__Aim__: Every record below should be printed exactly as given.

__Input for this task__:
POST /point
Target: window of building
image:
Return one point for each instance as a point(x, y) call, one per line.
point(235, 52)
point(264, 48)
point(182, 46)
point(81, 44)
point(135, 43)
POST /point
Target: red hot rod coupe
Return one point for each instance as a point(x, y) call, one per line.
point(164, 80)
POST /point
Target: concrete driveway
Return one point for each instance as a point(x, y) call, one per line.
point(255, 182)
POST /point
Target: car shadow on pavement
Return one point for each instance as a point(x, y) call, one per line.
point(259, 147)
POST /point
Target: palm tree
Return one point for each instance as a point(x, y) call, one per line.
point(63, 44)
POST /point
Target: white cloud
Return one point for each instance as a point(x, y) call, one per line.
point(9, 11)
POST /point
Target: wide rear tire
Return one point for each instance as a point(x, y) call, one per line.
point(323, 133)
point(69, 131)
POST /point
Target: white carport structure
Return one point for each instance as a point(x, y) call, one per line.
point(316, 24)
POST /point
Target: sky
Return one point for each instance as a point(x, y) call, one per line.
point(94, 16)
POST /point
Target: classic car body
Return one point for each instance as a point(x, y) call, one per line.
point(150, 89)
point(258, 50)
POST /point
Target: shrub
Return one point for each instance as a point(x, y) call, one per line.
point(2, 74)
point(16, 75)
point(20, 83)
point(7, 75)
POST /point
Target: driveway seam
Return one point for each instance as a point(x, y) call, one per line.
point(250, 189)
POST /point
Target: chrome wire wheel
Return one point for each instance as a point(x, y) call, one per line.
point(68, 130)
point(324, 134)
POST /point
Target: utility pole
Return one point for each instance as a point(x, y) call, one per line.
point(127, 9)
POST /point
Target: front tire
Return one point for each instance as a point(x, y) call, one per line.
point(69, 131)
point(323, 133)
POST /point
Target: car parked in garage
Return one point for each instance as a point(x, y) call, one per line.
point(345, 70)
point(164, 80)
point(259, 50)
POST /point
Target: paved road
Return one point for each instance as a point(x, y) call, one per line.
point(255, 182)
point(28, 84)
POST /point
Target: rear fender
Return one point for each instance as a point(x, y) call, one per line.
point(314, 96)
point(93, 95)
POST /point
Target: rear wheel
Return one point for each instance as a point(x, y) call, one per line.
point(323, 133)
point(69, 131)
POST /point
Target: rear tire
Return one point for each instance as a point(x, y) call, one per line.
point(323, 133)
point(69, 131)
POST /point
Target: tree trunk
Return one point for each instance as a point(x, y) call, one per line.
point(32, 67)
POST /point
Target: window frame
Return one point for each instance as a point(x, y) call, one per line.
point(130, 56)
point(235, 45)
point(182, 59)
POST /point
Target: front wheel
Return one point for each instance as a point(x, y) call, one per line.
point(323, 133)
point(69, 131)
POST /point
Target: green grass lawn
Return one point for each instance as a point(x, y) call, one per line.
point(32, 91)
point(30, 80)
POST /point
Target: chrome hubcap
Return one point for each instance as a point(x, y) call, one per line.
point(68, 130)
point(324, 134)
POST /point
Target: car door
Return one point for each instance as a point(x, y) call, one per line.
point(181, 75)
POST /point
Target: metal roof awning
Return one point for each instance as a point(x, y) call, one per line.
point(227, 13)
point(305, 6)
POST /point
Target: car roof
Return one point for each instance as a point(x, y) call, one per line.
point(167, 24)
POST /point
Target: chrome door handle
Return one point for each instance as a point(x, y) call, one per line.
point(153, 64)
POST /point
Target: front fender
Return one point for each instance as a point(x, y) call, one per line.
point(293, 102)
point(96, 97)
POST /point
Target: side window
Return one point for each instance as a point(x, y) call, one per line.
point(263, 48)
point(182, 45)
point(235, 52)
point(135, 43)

__Response to the task__:
POST /point
Target: window of building
image:
Return one point for each instance as a point(x, y) call, one per line.
point(235, 52)
point(264, 48)
point(182, 46)
point(81, 44)
point(135, 43)
POST /point
Target: red hot rod coupe
Return one point for each instance as a point(x, y) call, one per line.
point(164, 80)
POST /point
Target: concrete driveway
Return one point for each instance as a point(x, y) call, one per line.
point(255, 182)
POST /point
Target: car shadow on pavement
Return one point for each instance as a point(x, y) call, one per line.
point(259, 147)
POST /point
Target: palm tree
Return one point for each instance as a point(x, y) call, one per line.
point(63, 44)
POST /point
Target: white cloud
Return one point for each instance as a point(x, y) call, one per line.
point(9, 11)
POST /point
Target: wide rear tire
Return one point for each instance as a point(x, y) call, one per line.
point(323, 133)
point(69, 131)
POST /point
Target: white carport structure
Return one point for each instance as a point(x, y) call, one per line.
point(316, 24)
POST /point
Target: sky
Return one point for each instance as a point(x, y) call, one per line.
point(94, 16)
POST /point
Target: classic car body
Return one point for each instance as a point(x, y) call, one per line.
point(150, 89)
point(258, 50)
POST /point
Target: shrub
Return one point for each instance as a point(x, y) call, one per line.
point(2, 74)
point(16, 75)
point(20, 83)
point(7, 75)
POST /point
Target: driveway seam
Return one point for each instance as a point(x, y) call, one per line.
point(250, 189)
POST /point
Target: chrome wire wheel
Return one point for each instance as a point(x, y) call, one per line.
point(68, 130)
point(324, 134)
POST /point
Target: utility pole
Return one point for each instance as a point(x, y) call, one per line.
point(127, 9)
POST /point
Target: front tire
Return one point for each instance as a point(x, y) call, one per line.
point(69, 131)
point(323, 133)
POST /point
Target: car parked in garage
Return one point for each instance as a point(x, y) call, one per line.
point(345, 70)
point(164, 80)
point(259, 50)
POST /point
Target: paved road
Return one point for each instance as a point(x, y) call, one per line.
point(255, 182)
point(28, 84)
POST /point
Target: rear fender
Return one point for each instance as a point(x, y) call, one per line.
point(314, 96)
point(93, 95)
POST /point
Target: rear wheel
Return one point for each instance as a point(x, y) call, one per line.
point(323, 133)
point(69, 131)
POST /point
Target: rear tire
Return one point for each instance as a point(x, y) call, one per line.
point(323, 133)
point(69, 131)
POST /point
Target: tree trunk
Return one point for each instance as a point(x, y) call, one per line.
point(32, 67)
POST /point
Target: window frame
Return one point for each instance as a point(x, y) call, one per line.
point(130, 56)
point(235, 45)
point(182, 59)
POST /point
Target: front wheel
Return one point for each instance as a point(x, y) call, one per line.
point(323, 133)
point(69, 131)
POST /point
Target: green grass lawn
Return one point for each instance as a point(x, y) call, one per line.
point(32, 91)
point(30, 80)
POST /point
Target: chrome hubcap
Return one point for each instance as a point(x, y) call, one per line.
point(68, 130)
point(324, 134)
POST /point
Target: car door
Return one point for each instance as a point(x, y) call, one per line.
point(181, 75)
POST /point
Target: metal roof awning
Return one point for each instance as a point(x, y) call, one per line.
point(227, 13)
point(305, 6)
POST /point
Target: car roof
Return one point for each instance as a point(x, y) call, one per line.
point(167, 24)
POST /point
Target: chrome door handle
Return one point for each instance as a point(x, y) call, one per line.
point(153, 64)
POST /point
Target: front fender
Return one point for each instance as a point(x, y) call, one per line.
point(293, 102)
point(96, 97)
POST /point
Target: side window
Return one point for each instance as a point(x, y) call, one per line.
point(263, 48)
point(182, 45)
point(235, 52)
point(135, 43)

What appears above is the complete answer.